Issue when calling cublasDdot from within kernel

Hello everyone,

I have made an initial port of a C code to the GPU (K40, CUDA 9.0), which works as expected. The kernel I created receives as input a vector of doubles of size n (u_d) and a 2D matrix of doubles of size nxn (sigma_d). Part of the code executed in the kernel is a dot product between a row of sigma_d and the vector u_d. I create a 1D grid containing >= n threads in total and each thread performs one such dot product.

Now I want to use cublasDdot within each thread to perform the dot product, with the hope that it will perform faster. Although I have managed to modify the code, compile it and execute it, I am stuck as I have issues: either I cannot copy back the results from the device to the host, or the results are incorrect.

I have reduced the code to the smallest working example that exhibits the same behavior as the original application. For testing purposes, I store and copy back to the host the results of the dot products. In the real application only the updated vector u_d needs to be copied back. This is why I left the second cudaMemcpy. The code consists of the following two files:

kernel.cu

#include <cuda.h>
#include <cublas_v2.h>
#include <stdio.h>
#include <math.h>
#include <getopt.h>
#include <stdlib.h>
#include <sys/time.h>

/******************************************************************************/

__constant__ long	n_d;

/******************************************************************************/

__global__ void do_timestep(double *u_d, double *sigma_d, double *res_d)
----
Challenge 1: In the forum post about calling cublasDdot from a kernel, which GPU and CUDA version was the initial port run on?
Challenge 2: Using the forum post about calling cublasDdot from a kernel, explain why the reduced example keeps a second cudaMemcpy.

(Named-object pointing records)
----
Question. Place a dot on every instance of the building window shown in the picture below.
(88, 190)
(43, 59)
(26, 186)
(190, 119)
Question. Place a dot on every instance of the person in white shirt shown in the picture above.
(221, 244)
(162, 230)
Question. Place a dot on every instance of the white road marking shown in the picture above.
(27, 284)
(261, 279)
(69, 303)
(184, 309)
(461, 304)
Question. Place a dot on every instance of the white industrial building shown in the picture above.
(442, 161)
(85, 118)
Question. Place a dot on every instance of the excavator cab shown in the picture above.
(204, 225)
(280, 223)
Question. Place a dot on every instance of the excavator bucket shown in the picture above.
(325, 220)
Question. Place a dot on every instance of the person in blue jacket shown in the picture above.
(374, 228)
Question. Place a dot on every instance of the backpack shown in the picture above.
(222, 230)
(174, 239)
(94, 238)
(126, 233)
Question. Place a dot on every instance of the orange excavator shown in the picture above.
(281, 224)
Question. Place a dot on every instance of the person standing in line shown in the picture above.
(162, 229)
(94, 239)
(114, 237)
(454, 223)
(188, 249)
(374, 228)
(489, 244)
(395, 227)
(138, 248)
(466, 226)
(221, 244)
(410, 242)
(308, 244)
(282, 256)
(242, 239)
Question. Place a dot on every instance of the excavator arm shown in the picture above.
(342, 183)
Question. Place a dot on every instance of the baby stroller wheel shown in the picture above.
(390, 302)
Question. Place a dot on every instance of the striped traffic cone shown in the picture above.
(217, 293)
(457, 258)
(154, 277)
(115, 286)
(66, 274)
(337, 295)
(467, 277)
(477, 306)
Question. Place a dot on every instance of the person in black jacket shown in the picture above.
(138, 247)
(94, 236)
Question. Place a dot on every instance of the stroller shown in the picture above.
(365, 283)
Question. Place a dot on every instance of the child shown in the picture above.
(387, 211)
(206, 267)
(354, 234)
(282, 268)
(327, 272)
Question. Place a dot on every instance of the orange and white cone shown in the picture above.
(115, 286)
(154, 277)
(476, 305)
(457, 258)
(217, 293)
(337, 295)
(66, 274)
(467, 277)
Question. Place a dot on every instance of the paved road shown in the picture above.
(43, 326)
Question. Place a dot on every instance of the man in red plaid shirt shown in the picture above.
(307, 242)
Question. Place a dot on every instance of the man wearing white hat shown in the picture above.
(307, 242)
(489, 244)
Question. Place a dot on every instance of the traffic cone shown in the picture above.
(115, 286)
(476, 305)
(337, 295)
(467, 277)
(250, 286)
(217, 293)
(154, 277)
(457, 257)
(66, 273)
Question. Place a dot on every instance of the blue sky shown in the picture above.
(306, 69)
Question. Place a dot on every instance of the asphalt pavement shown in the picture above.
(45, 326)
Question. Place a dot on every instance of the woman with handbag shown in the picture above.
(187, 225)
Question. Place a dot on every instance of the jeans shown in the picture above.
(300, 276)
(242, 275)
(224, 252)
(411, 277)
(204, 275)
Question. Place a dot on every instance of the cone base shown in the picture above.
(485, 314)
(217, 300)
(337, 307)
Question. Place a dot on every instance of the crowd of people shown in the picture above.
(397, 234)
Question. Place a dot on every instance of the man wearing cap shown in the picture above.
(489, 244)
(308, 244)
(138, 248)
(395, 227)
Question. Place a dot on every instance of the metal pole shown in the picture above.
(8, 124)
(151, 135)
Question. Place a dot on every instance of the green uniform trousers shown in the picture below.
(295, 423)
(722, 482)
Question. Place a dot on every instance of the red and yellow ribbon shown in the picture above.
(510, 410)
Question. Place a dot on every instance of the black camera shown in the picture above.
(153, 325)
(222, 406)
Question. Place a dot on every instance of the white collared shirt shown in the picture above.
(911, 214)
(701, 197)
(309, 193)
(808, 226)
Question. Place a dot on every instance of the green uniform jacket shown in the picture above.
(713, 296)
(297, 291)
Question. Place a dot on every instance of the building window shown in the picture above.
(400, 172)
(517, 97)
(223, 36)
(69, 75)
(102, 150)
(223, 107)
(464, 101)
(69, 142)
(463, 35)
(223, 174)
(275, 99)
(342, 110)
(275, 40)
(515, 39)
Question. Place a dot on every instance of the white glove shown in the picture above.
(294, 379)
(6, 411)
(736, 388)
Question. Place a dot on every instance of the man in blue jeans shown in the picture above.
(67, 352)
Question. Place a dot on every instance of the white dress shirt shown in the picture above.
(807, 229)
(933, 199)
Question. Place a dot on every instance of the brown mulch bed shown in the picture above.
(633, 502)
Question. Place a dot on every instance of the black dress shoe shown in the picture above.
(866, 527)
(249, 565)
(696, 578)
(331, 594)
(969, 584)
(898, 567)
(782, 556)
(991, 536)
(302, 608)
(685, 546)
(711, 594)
----
Answer 1: A K40 with CUDA 9.0.

Answer 2: The example copies the dot-product results back to the host for testing, but the real application only needs the updated vector u_d copied back. The second cudaMemcpy is kept to reflect that copy of u_d.